**** EXERCISE MATERIALS
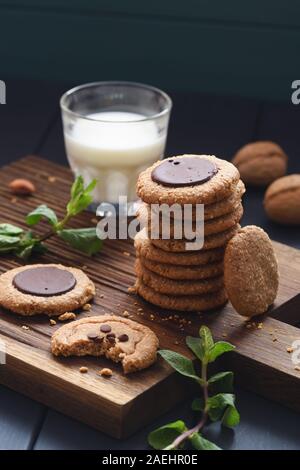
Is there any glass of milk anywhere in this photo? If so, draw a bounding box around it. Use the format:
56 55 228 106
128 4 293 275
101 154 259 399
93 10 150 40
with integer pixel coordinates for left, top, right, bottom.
60 82 172 211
********
■ YOUR OBJECTIVE
Convert the lines of the entries above into a Markdown table with the columns Row and Text, numbering each line in order, leaving out blank lines, and omitting the pictures.

■ RESPONSE TO THIS EXERCISE
| Row | Text |
|---|---|
| 1 | Is there any glass of milk anywhere in this photo? If so, draw a bounding box around it. Use the format: |
| 2 | 56 55 228 106 |
| 3 | 128 4 293 275 |
| 4 | 101 154 259 399 |
| 5 | 93 10 150 40 |
| 6 | with integer pixel coordinates for left, top, right, bottom. |
| 7 | 60 82 172 211 |